● **What you will do**: Looking at the data below, state how many lines contain "plate". No other words are wanted.

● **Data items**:
***
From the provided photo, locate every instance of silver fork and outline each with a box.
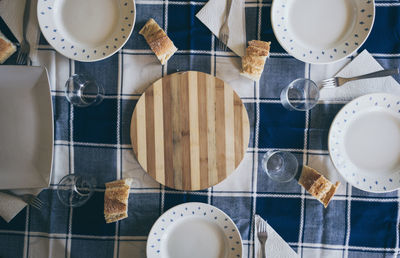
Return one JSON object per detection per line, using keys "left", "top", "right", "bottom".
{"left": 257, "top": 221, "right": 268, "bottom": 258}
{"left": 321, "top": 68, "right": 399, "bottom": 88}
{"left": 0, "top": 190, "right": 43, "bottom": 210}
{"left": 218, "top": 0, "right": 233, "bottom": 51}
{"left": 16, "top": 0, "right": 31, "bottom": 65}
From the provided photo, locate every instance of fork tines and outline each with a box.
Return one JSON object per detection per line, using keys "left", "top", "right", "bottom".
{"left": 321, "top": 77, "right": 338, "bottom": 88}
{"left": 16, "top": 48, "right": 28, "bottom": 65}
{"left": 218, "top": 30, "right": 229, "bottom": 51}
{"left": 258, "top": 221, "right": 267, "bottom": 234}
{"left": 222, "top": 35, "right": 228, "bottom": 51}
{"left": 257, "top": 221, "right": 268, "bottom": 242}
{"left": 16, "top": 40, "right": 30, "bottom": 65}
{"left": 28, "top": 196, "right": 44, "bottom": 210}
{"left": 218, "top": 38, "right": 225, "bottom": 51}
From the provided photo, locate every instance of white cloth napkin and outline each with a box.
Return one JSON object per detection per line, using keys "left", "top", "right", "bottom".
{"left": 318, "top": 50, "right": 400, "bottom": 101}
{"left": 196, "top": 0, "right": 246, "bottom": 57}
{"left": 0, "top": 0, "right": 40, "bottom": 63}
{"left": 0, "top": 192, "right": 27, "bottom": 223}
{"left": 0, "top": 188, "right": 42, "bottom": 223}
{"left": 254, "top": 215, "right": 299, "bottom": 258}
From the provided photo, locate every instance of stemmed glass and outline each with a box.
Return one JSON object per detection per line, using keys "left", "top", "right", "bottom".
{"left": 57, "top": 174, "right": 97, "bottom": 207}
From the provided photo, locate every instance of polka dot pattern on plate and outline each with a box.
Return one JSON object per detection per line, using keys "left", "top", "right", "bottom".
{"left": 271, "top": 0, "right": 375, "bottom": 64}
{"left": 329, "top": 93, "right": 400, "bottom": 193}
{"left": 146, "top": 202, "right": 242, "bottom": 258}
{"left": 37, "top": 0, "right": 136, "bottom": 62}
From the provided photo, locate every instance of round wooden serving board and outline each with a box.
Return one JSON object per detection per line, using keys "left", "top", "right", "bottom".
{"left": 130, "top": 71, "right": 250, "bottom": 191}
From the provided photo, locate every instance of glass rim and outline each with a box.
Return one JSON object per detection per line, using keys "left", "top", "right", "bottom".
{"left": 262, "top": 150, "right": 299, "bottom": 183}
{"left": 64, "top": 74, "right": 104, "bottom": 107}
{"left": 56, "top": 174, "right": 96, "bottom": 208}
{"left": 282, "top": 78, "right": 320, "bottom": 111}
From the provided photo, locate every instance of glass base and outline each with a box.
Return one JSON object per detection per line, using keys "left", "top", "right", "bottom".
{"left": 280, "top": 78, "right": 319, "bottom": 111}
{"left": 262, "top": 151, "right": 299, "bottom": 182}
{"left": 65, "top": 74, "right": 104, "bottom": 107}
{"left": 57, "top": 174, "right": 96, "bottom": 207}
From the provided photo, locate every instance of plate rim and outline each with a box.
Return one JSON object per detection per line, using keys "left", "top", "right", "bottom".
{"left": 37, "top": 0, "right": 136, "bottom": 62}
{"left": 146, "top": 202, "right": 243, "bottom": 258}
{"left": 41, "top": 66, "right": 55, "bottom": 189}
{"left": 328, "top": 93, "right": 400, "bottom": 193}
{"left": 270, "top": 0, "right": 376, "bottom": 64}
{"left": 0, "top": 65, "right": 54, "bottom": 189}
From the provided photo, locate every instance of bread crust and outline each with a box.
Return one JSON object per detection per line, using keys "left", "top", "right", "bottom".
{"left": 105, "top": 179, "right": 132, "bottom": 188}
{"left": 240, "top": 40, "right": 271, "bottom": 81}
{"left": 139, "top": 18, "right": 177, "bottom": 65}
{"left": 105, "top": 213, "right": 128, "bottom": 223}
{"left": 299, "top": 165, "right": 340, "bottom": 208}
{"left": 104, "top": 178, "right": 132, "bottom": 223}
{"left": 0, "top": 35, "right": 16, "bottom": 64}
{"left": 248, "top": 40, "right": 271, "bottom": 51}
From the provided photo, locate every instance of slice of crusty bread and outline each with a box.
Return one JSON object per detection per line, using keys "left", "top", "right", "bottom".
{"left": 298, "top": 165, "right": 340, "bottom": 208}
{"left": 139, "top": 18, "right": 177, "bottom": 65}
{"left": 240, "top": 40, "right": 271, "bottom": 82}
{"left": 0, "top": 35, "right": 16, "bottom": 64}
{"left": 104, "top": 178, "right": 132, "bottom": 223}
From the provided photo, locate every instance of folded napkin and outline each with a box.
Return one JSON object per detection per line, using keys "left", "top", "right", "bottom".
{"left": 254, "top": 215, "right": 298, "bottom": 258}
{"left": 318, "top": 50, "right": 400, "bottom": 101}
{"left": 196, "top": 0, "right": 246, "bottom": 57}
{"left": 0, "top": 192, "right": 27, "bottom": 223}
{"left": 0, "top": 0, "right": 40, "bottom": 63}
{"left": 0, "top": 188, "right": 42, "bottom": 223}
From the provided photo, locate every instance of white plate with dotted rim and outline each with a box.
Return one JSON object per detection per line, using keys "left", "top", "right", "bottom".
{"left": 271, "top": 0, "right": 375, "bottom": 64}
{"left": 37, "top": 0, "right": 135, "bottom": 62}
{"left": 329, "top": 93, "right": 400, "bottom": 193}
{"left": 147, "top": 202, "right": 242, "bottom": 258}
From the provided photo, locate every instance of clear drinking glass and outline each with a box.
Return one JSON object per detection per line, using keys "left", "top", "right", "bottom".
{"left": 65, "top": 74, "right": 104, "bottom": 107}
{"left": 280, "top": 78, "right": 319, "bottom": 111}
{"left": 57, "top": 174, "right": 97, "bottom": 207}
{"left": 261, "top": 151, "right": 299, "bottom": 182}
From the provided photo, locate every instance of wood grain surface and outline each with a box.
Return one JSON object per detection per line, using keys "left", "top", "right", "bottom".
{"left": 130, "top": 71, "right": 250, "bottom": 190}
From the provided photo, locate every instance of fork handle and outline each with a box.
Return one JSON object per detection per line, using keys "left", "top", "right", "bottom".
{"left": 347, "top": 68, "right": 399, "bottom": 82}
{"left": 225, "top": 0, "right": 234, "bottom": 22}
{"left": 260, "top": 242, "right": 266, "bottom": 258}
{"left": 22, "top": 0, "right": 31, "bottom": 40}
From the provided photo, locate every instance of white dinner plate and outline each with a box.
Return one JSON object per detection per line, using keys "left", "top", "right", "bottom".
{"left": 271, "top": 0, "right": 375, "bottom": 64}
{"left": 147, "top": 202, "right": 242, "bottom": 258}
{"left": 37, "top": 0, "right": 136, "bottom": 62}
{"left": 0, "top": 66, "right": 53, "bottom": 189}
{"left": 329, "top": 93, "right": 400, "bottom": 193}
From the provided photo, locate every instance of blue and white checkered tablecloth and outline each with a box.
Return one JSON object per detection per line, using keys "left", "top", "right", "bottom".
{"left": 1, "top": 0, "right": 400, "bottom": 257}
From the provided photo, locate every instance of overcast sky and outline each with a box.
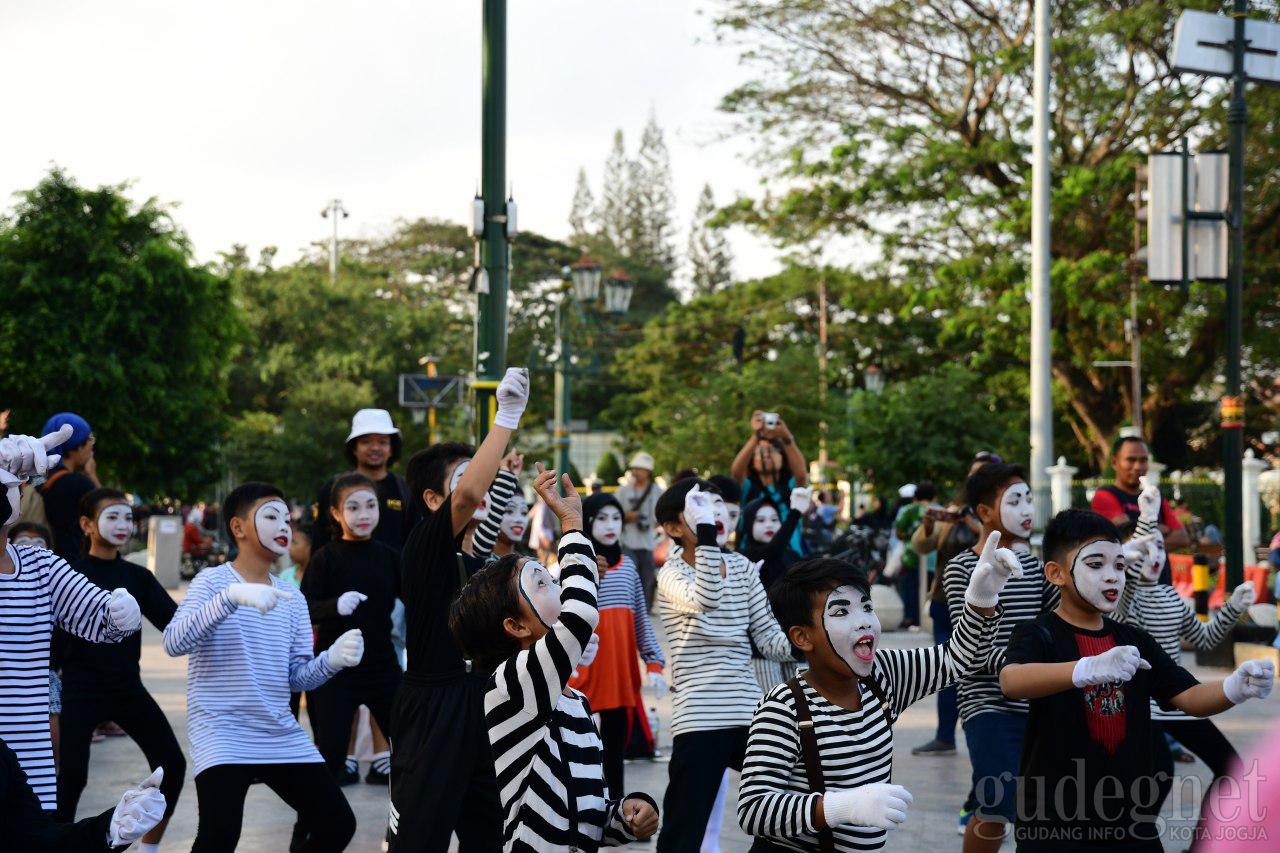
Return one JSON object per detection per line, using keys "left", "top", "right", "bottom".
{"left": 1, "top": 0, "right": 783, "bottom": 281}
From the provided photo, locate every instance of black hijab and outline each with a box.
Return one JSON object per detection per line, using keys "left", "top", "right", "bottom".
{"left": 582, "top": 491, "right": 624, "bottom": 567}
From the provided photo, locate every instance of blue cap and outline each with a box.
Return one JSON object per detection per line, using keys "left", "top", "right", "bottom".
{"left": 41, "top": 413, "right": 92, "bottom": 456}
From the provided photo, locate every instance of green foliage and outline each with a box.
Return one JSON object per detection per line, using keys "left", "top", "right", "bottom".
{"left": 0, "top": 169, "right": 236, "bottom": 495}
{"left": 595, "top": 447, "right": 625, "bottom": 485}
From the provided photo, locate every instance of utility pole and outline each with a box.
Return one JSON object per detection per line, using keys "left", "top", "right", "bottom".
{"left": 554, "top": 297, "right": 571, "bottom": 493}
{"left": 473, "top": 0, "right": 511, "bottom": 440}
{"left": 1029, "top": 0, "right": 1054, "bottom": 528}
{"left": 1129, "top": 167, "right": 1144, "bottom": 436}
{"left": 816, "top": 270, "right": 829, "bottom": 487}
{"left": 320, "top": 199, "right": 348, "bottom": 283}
***
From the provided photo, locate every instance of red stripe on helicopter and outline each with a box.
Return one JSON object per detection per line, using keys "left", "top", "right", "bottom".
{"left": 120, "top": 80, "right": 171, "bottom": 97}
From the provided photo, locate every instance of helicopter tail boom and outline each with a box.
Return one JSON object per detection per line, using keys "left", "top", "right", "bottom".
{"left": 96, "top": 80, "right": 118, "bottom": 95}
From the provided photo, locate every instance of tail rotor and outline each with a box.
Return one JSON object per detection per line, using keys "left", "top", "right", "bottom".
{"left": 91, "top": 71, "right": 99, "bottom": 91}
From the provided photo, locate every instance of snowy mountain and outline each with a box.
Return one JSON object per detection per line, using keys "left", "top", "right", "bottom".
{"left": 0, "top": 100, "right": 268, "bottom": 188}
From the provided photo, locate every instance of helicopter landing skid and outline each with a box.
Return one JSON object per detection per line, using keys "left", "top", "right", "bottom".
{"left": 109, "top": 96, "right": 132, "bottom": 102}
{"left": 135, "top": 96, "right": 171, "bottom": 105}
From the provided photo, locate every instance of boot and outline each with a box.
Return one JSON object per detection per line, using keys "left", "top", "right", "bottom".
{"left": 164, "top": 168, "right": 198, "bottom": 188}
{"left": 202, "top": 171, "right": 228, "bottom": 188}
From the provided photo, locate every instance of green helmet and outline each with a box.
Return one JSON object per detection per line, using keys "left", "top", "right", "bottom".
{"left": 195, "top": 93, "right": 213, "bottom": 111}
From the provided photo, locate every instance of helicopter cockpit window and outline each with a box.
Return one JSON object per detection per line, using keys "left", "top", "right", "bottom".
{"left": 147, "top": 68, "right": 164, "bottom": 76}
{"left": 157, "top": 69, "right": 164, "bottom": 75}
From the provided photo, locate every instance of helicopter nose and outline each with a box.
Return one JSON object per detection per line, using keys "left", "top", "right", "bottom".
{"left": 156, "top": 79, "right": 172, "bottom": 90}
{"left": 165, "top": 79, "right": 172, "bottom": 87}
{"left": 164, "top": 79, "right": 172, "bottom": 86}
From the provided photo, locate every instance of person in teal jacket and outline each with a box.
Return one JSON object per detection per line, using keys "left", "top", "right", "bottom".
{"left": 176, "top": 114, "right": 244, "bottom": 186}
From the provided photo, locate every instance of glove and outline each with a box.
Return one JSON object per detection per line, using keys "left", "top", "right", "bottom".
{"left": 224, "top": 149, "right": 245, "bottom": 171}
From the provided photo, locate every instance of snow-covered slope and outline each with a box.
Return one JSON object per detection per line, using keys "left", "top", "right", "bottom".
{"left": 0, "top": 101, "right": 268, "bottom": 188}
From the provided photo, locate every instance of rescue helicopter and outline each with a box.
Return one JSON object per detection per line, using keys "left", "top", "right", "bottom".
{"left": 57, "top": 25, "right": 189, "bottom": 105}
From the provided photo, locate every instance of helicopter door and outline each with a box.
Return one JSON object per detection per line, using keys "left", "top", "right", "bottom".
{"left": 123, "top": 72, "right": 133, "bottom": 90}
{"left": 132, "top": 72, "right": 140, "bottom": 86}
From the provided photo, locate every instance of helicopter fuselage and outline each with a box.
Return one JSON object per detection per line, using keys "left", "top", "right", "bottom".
***
● **Solution to the problem**: 4